**Do this:**
From the line containing "of the water" to the line containing "[(1072, 738)]", swap "corn leaf" for "maize leaf" and give those lines again with nothing else changed, leaving out the pictures.

**Input:**
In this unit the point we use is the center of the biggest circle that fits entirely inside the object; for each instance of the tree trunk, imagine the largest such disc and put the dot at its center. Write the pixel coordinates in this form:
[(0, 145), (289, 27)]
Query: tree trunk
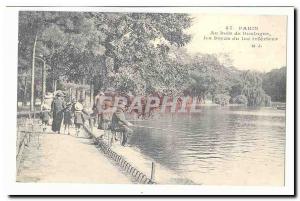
[(32, 75), (43, 82), (91, 93)]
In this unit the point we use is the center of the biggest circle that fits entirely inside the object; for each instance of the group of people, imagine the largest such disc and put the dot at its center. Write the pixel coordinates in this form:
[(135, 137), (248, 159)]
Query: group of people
[(71, 111), (114, 120), (64, 112)]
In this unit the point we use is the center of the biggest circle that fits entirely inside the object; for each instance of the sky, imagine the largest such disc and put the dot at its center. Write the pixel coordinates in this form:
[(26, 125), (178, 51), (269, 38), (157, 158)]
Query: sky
[(269, 55)]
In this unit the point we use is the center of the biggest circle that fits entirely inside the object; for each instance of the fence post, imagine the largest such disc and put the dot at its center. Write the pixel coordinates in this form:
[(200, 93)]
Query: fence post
[(152, 171)]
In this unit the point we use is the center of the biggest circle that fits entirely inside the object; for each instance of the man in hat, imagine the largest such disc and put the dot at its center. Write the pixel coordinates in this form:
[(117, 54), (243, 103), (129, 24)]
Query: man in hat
[(98, 106), (57, 108), (120, 124)]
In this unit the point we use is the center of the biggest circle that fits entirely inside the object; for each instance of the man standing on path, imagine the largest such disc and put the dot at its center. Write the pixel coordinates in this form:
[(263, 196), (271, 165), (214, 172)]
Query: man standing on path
[(120, 124), (99, 108), (57, 108)]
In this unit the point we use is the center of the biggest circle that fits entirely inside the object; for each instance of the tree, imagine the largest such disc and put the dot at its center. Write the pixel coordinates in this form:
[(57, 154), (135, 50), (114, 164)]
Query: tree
[(274, 84), (252, 89)]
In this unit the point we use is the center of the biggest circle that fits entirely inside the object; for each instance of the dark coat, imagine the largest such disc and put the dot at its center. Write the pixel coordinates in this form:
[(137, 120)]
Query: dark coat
[(118, 119), (57, 107)]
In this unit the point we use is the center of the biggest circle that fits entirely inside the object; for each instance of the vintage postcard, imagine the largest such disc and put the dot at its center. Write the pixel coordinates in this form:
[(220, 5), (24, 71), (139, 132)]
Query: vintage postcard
[(188, 97)]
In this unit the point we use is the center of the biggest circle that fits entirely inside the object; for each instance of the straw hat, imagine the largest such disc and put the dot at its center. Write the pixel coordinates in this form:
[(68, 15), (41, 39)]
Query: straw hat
[(78, 106), (45, 107)]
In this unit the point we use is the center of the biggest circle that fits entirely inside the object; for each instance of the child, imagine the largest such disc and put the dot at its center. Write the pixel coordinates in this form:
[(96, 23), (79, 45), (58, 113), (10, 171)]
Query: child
[(68, 117), (45, 116)]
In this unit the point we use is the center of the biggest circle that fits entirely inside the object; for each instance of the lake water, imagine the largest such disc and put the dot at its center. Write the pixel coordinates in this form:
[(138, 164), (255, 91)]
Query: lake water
[(231, 145)]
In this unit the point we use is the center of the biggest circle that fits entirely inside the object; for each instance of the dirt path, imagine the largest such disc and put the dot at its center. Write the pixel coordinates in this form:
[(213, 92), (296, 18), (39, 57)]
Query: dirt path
[(65, 158)]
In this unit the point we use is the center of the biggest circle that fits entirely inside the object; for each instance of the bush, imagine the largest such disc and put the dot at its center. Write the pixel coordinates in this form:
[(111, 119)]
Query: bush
[(221, 99), (240, 99)]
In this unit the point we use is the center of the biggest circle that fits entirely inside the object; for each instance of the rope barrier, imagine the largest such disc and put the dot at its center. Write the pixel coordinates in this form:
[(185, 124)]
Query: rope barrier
[(127, 167)]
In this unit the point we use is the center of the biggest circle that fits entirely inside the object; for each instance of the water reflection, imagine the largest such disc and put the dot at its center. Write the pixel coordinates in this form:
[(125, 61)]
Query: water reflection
[(217, 140)]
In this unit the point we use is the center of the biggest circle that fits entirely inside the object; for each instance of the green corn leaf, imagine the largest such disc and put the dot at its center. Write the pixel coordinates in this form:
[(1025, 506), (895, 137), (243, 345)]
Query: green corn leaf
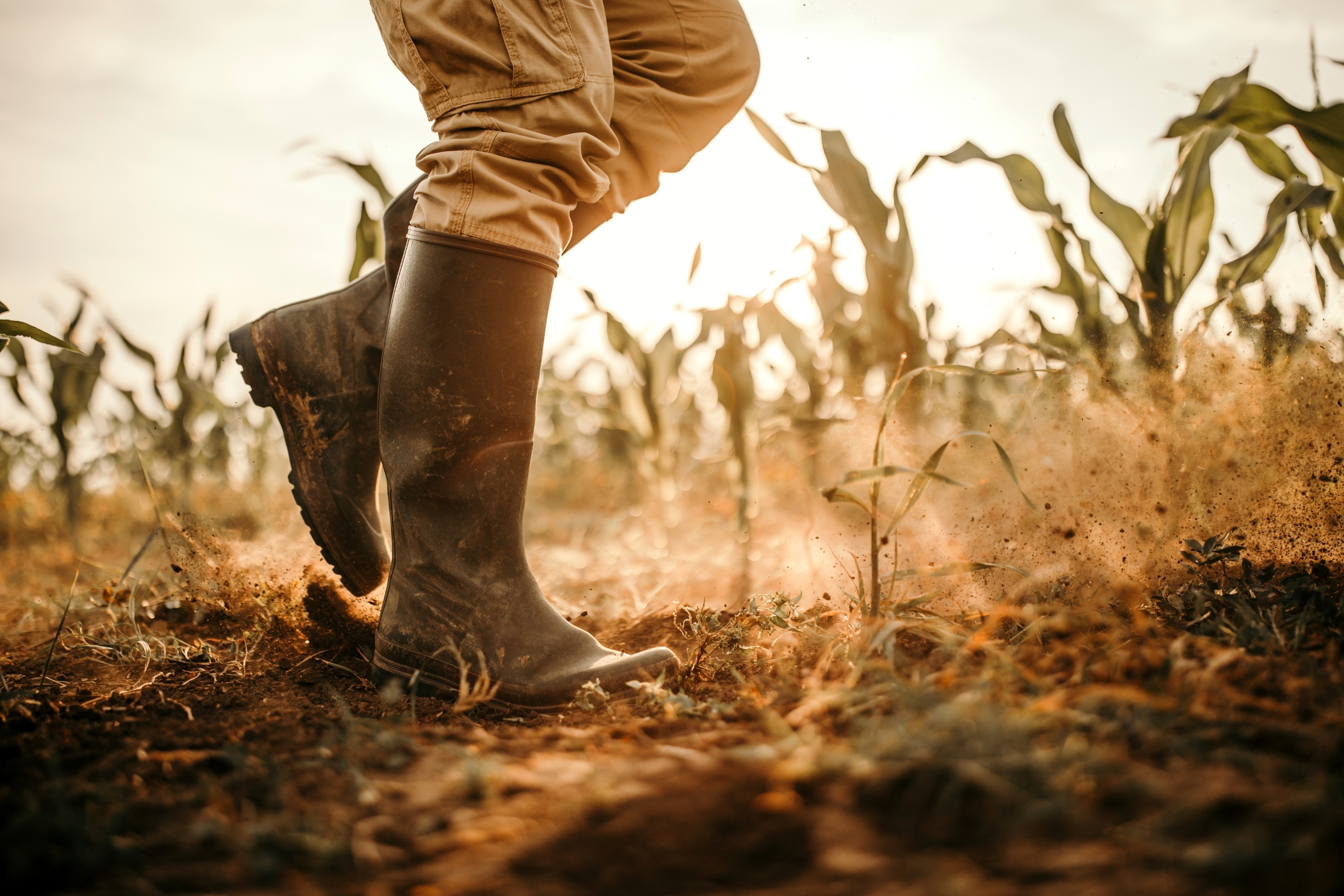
[(892, 469), (1189, 210), (1026, 181), (827, 190), (901, 386), (951, 569), (695, 262), (29, 331), (771, 138), (366, 241), (1296, 196), (1219, 93), (1123, 221), (1258, 110), (865, 211), (820, 179), (1269, 156), (144, 355), (839, 496), (366, 173), (917, 488), (918, 601)]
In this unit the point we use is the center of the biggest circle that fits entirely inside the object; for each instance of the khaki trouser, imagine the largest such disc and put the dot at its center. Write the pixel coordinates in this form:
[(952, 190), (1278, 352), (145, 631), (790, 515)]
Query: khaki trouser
[(556, 115)]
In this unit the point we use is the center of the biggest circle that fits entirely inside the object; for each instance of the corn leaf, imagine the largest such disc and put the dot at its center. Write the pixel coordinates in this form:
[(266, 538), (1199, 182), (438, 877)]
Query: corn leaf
[(771, 138), (1026, 181), (951, 569), (863, 209), (1269, 156), (1123, 221), (1189, 210), (1258, 110), (1296, 196), (917, 488), (839, 496), (892, 469), (29, 331), (901, 386), (369, 175), (366, 241)]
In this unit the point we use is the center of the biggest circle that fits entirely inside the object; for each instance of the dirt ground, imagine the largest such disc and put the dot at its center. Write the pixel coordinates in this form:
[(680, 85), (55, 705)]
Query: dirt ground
[(1072, 738)]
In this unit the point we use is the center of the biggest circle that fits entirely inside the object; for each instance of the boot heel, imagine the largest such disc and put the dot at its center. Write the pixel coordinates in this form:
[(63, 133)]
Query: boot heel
[(241, 340)]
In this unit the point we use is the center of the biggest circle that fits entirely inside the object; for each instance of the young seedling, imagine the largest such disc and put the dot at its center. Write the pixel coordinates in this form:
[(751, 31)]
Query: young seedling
[(924, 476)]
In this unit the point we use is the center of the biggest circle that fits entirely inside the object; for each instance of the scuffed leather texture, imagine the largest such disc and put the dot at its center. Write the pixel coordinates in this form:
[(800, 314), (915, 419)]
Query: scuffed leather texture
[(320, 360), (457, 403), (316, 365)]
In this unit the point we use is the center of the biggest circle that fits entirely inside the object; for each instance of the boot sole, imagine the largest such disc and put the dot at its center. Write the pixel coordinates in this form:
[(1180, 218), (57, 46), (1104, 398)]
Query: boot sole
[(507, 696), (262, 360)]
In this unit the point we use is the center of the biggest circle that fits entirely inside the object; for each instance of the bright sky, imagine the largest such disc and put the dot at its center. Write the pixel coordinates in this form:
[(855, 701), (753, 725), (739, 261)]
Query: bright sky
[(148, 147)]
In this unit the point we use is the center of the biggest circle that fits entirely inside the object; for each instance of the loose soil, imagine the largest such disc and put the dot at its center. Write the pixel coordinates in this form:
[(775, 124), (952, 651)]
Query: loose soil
[(1069, 738)]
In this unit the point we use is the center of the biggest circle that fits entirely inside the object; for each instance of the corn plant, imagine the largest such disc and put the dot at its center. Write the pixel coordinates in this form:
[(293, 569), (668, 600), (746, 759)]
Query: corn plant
[(925, 475), (11, 328), (176, 438), (889, 325), (1168, 242), (369, 233)]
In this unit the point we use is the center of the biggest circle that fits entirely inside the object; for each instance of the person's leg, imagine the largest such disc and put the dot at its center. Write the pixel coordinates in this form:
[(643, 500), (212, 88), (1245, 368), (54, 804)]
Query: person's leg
[(316, 365), (683, 69), (457, 388)]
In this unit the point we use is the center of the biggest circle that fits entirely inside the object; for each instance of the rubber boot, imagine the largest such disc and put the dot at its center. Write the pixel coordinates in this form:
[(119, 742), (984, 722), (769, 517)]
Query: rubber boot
[(316, 365), (457, 405)]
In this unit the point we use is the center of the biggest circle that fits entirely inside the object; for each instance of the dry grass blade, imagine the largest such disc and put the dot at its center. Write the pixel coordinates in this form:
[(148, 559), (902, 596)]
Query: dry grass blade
[(952, 569), (60, 626)]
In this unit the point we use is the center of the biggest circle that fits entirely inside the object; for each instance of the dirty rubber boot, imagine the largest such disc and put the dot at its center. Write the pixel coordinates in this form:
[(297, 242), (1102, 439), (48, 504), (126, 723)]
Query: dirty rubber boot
[(457, 405), (316, 365)]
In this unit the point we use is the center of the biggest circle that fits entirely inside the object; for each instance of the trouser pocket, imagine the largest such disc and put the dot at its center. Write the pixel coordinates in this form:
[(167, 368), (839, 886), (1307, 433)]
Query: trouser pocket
[(470, 54)]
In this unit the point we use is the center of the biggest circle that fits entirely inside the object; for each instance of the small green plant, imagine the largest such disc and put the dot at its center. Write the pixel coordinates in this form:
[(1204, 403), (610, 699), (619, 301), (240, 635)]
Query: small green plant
[(721, 643), (923, 477)]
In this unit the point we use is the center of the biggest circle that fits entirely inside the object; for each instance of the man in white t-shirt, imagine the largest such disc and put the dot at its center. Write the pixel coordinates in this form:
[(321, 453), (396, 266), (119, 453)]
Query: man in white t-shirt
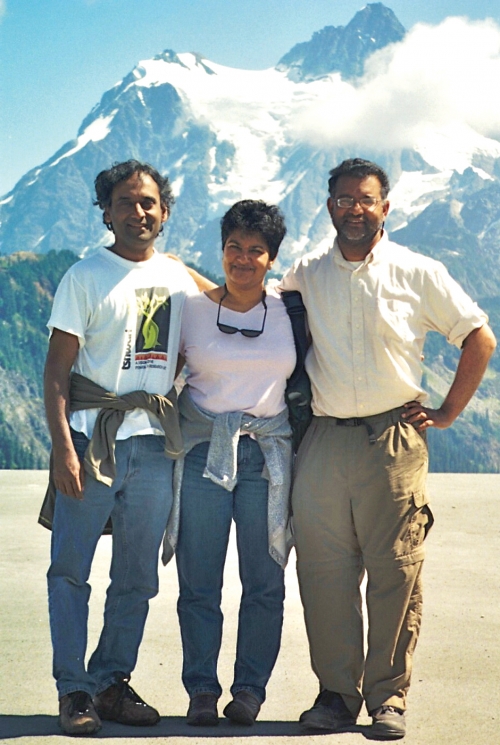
[(359, 498), (111, 364)]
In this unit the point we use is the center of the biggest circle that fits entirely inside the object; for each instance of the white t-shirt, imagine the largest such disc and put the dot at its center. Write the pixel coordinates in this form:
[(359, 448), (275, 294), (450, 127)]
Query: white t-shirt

**Result of the exercise:**
In this unit the point we use is the center of the biggest circle that fits entirely inside the object; for each instance of the water reflection, imagine the largest such disc and put the dot at its center. Write the pixel coordinates in this form:
[(125, 61)]
Query: water reflection
[(217, 140)]
In this unit the point we use is the center of the biggest circle that fits entirely inside the object; for each instance of the green maize leaf, imagine the largest such disc and put the dot at its center. Write the pixel coordinates in this form:
[(1025, 506), (895, 137), (243, 345)]
Query: green maize leaf
[(892, 469), (1189, 210), (1026, 181), (827, 190), (901, 386), (951, 569), (695, 262), (29, 331), (771, 138), (366, 241), (1296, 196), (1219, 93), (1123, 221), (1258, 110), (865, 211), (820, 179), (1269, 156), (144, 355), (839, 496), (366, 173), (917, 488), (918, 601)]
In this unit the point we use is the center of the biggest circle that fits entirely inside the object; for each instance of the khaki trouser, imagine the largest such disc and put the dot at its center. Write the pixel coordinates in this form:
[(952, 190), (1278, 352), (145, 631), (790, 515)]
Query: khaki trouser
[(556, 115)]
In this unit the point we use is the center of the biggest circle that fits entirely inside the object; for each instance of the maize leaf, imagine the largest such disc and put the dot at its center. Write the pixel coordinates in this form:
[(266, 538), (1199, 182), (438, 877)]
Query: maize leaf
[(771, 138), (1026, 181), (951, 569), (863, 209), (1269, 156), (1123, 221), (1189, 210), (1258, 110), (1296, 196), (917, 488), (839, 496), (892, 469), (29, 331), (901, 386), (369, 175), (366, 241)]
In this unit the point we use is the center of the biggest circle that fits entirely inside the object; for each instance of the dirt ground, imagine the largest such disc and put the dot at its center. Write the pixel coordinates in this form:
[(680, 85), (55, 705)]
Query: dirt ground
[(1072, 738)]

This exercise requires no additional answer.